* _THE PROBLEM_
Write out the material below word for word, starting at the line that contains "case in the photograph above." and stopping after the line that contains "(1134, 611)".

* _TASK MATERIAL_
────────

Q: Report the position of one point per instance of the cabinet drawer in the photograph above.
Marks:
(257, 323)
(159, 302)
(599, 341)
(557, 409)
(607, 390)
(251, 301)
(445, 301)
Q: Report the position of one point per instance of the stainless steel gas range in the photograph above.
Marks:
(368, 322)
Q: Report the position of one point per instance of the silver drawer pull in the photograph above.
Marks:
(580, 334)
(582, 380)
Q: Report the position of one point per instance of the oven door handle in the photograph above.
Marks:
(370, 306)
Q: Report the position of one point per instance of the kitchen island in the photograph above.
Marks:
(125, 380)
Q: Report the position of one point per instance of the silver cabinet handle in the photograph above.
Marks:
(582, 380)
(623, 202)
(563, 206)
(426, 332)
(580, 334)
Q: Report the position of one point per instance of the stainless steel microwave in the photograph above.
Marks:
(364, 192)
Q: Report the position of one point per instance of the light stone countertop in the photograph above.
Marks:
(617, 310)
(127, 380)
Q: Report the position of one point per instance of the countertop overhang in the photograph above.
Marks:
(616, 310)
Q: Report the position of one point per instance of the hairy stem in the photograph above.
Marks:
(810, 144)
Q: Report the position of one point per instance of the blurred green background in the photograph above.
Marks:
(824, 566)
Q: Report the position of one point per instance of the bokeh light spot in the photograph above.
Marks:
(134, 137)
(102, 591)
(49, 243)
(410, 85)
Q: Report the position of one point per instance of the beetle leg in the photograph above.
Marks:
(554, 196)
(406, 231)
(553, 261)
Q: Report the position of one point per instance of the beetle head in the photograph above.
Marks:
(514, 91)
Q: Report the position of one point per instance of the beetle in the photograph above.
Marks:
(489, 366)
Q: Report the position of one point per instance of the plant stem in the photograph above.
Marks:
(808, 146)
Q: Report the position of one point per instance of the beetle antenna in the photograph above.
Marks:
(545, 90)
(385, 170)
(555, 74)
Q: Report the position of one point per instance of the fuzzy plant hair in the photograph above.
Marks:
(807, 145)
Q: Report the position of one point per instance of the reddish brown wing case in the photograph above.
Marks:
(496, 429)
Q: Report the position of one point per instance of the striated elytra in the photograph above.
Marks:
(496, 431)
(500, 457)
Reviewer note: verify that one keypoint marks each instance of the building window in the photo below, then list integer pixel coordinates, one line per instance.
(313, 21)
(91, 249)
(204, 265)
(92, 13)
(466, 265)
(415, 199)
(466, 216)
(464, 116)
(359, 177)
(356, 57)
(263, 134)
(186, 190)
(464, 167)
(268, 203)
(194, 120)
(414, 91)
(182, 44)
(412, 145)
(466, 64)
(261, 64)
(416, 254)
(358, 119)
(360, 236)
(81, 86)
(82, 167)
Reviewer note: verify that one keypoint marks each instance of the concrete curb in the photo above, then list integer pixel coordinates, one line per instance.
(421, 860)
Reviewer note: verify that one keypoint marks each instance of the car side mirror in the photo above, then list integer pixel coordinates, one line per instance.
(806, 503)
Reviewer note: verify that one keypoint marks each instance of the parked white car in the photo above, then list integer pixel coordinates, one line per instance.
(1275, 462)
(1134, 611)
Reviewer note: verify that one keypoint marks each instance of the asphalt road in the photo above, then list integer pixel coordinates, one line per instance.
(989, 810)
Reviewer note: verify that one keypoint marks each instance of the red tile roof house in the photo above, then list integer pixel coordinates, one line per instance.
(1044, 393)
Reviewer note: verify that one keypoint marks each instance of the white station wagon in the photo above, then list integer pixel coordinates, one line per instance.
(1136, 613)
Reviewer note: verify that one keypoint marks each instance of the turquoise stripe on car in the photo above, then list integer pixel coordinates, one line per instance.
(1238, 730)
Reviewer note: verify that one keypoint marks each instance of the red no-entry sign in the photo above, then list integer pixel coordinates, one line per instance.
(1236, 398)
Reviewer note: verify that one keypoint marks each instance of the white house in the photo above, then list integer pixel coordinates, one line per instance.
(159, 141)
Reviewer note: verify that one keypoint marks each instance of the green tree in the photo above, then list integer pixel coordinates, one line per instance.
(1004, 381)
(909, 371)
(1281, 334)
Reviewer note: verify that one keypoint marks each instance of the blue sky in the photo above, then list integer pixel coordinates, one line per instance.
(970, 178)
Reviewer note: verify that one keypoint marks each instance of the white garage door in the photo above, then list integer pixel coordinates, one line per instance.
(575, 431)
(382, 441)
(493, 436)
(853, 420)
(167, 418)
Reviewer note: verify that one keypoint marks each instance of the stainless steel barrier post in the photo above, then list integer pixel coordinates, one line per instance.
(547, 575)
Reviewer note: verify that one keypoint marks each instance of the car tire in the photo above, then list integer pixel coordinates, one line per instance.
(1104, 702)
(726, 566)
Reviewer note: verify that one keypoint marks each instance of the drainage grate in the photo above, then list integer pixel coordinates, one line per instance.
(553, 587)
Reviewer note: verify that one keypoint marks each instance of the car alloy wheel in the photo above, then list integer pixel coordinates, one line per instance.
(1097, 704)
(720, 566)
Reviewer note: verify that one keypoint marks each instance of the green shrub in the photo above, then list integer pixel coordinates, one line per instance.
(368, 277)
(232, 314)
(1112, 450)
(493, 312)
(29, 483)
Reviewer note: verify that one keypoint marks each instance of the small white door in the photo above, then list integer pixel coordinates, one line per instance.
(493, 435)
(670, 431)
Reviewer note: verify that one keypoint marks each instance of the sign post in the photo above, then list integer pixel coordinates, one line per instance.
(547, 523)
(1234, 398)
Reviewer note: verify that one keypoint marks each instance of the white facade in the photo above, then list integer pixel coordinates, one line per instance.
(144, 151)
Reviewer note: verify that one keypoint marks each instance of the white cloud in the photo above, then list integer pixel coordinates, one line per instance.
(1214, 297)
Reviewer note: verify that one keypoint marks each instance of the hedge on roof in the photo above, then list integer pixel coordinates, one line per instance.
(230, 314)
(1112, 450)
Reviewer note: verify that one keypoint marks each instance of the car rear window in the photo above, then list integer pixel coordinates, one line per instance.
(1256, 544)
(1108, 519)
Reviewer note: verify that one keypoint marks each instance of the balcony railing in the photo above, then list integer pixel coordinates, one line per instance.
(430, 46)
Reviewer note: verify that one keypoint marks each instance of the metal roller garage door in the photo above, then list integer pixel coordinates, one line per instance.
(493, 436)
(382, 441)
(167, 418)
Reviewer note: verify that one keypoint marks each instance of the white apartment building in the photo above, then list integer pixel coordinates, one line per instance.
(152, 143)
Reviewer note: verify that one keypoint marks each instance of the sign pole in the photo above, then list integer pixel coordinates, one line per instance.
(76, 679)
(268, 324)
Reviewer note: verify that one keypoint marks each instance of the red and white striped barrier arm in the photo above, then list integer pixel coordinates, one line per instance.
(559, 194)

────────

* _FINISHED ANSWER_
Q: Report the position of one point per instance of the reddish brown wing case in the photograph above.
Marks:
(496, 429)
Q: Report the position of one point per instance of the striated elytra in the photograph above.
Marks:
(496, 431)
(500, 457)
Reviewer note: verify that one keypoint marks each instance of the building window in the photo below, then list integer pixel coordinates, one line per instance.
(313, 21)
(91, 249)
(204, 265)
(92, 13)
(466, 265)
(415, 199)
(466, 216)
(464, 116)
(359, 177)
(356, 57)
(263, 134)
(186, 190)
(464, 167)
(268, 203)
(194, 120)
(414, 91)
(182, 44)
(412, 145)
(466, 64)
(261, 64)
(416, 254)
(358, 119)
(360, 236)
(81, 86)
(82, 167)
Reviewer note: verify that one keypoint marks each instance of the concrete curb in the photo above, then list integer pixel coordinates, one line per instance.
(421, 860)
Reviewer note: verify that one keypoint marks each instance of the car side mirror in the photo above, then list integer pixel coordinates, one line per instance.
(806, 503)
Reviewer note: verify that one keypoint marks each instance of the parked white car in the photo above, then list integer pixel coordinates, one line per instance.
(1275, 462)
(1134, 611)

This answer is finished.